> [Document]:
# # # # # # #

5 years ago. November 13, 2019 at 7:08 PM

A recent conversation I had with a Dom type, included me saying the following:

 

Subs with brains are SEXY! If you don't find that sexy then it is likely you are intimidated as fuck and need to reevaluate yourself!

 

No further explanation needed. 

 

P.S. Dom types with brains... 💖💖☺️

 

5 years ago. October 18, 2019 at 8:37 PM

As people we tend to think we are so clever. And perhaps that is true, at times. Other times, even though we think we have properly camouflaged ourselves, our actions, and intentions- we still stick out like a llama in sparkly pajamas dancing in the middle of a field. 

(Oh what a fun mental image-made me giggle a bit)

Lies are lies. Full stop. Do not pass go. Do not collect $200. Lies are NEVER accidental-always a very purposeful choice. *Yet, there is that llama again doing the Electric Slide. *You think you are so smooth, but really, not so much. Lies dont stay concealed. Lies have a way of being revealed and unraveled.

The only thing that has changed is my reaction. Yes, I still find the lies offensive. As KB said, I know what I bring to the table. Lies are not now and never will be part of my charm. I do get saddened when people feel the need to lie to me but the truth is, I just don't have time for it. Instead I'm going to sit back, kick my feet up, grab a drink (usually water, to be honest)- and just watch as the show goes on. That's what it is, isn't it? I shall be amused. 

Get down with your bad self dancing llama. Although, you no longer get the best of my sparkle. My lane is over here...soap opera free 💖 

5 years ago. October 10, 2019 at 3:15 PM

Sometimes people have good intentions even though their execution is crappy.  In this kinky world there are many activities that you might not personally enjoy or agree with. Good for you! 

However, your kinks will not always match up with someone else. SO WHAT?

# # # # # # #

Labeled-object pointing entries
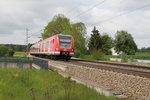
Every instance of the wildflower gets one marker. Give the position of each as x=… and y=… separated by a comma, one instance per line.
x=16, y=75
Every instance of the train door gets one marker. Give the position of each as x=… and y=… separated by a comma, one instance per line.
x=39, y=47
x=49, y=46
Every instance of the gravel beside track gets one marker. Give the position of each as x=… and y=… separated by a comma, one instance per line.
x=114, y=69
x=134, y=84
x=134, y=87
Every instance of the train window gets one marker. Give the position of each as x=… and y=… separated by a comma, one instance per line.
x=65, y=42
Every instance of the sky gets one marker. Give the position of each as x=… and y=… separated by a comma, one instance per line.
x=107, y=15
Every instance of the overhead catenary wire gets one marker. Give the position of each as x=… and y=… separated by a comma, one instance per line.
x=35, y=34
x=90, y=8
x=121, y=14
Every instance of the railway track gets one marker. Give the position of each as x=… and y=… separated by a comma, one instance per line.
x=115, y=64
x=120, y=69
x=142, y=71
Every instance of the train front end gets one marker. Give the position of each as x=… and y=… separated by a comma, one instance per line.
x=66, y=46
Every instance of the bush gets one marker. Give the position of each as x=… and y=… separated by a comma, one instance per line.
x=10, y=52
x=76, y=53
x=97, y=55
x=3, y=50
x=124, y=57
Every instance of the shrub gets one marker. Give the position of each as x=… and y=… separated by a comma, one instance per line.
x=124, y=57
x=3, y=50
x=10, y=52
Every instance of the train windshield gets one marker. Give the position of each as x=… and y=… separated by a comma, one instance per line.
x=65, y=42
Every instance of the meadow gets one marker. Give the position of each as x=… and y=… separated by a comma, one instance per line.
x=25, y=84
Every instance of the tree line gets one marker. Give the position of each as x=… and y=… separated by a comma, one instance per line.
x=123, y=41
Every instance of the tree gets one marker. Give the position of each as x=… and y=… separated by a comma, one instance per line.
x=3, y=50
x=11, y=46
x=107, y=43
x=61, y=24
x=95, y=40
x=124, y=42
x=10, y=52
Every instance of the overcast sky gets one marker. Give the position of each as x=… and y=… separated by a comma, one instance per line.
x=107, y=15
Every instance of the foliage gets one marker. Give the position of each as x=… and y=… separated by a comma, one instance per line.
x=19, y=54
x=25, y=84
x=125, y=43
x=124, y=57
x=11, y=52
x=95, y=40
x=3, y=50
x=107, y=44
x=61, y=24
x=144, y=49
x=97, y=54
x=11, y=46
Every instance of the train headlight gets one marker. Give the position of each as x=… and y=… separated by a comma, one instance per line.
x=57, y=48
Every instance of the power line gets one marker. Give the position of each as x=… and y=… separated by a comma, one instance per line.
x=34, y=34
x=90, y=8
x=121, y=14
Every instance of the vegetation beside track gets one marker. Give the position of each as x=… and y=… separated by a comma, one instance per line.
x=25, y=84
x=19, y=54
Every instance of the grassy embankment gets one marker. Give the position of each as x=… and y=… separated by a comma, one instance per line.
x=25, y=84
x=19, y=54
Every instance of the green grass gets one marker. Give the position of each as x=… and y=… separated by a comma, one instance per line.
x=25, y=84
x=19, y=54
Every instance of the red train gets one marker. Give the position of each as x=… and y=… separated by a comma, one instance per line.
x=57, y=46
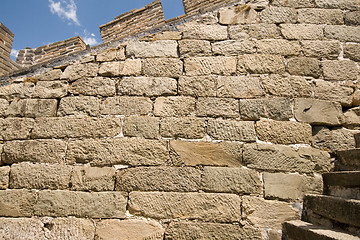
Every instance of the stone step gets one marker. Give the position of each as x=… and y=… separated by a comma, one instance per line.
x=342, y=184
x=340, y=212
x=299, y=230
x=348, y=160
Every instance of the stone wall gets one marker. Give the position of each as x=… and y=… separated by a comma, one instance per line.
x=213, y=131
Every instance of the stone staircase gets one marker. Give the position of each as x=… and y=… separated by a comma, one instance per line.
x=336, y=214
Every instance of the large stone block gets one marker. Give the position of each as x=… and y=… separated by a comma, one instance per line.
x=126, y=151
x=174, y=179
x=40, y=176
x=201, y=206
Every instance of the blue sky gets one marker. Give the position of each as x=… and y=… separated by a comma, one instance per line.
x=40, y=22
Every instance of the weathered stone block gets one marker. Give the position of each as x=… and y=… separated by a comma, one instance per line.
x=217, y=107
x=283, y=132
x=200, y=206
x=86, y=178
x=37, y=151
x=147, y=86
x=60, y=203
x=126, y=106
x=84, y=105
x=174, y=179
x=210, y=65
x=231, y=130
x=185, y=127
x=174, y=106
x=126, y=151
x=160, y=48
x=239, y=87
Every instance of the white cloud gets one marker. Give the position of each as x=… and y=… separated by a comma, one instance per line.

# # # # # # #

> [Exercise A]: Select every line of the rows that contains the word "beside". Case counts.
> [Exercise B]: Please write the next part of the journal entries, picking up after the last sentence shown.
The journal entries and the rows have no connection to each other.

> [Output A]:
Every instance of the gravel beside track gets one marker. Give the position of each as x=… and y=… separated by a comma, one instance per line.
Every instance of the vegetation beside track gets one marker. Give the position of each as x=… and y=… separated by a comma, one instance per line.

> [Output B]:
I recently had someone get mad at me because I participate and quite enjoy knife play. Yes it was a bit edgier and involved some cutting. (Tic tac toe has never been so fun!) They attempted to tell me that they don't believe I understand the risk involved. 

"I don't approve of cutting. No way, no shape, no form." 

Me: "good for you"

Them: "you need to stop it"

Me: "I was neither looking nor asking for your permission or approval."

It isn't for everyone. Yes there are dangers, but there are also dangers in breath play, rope play, impact, wax, fire...and those are to simply name a few. One big reason why I am careful who I participate in these activities with. 

Its interesting the way our brains process things and the limits that we place. They may not make sense to everyone, but guess what?! They do not have to!

The whole situation just rubbed the wrong way. I'm sorry you don't enjoy the same things, but you won't steal my enjoyment, my surrender, my happy place....

Now, if you'd excuse me I would like to go back to dreaming about the next encounter with knives....💖💖

 

5 years ago. September 12, 2019 at 10:36 PM

Currently feeling very consumed....

Feeling swallowed up by the waves.

It has been a LONG week. A lot has happened in a short period of time. Not all bad, some very amazing moments, yet definitely left feeling overwhelmed. I relate to this song so very strongly...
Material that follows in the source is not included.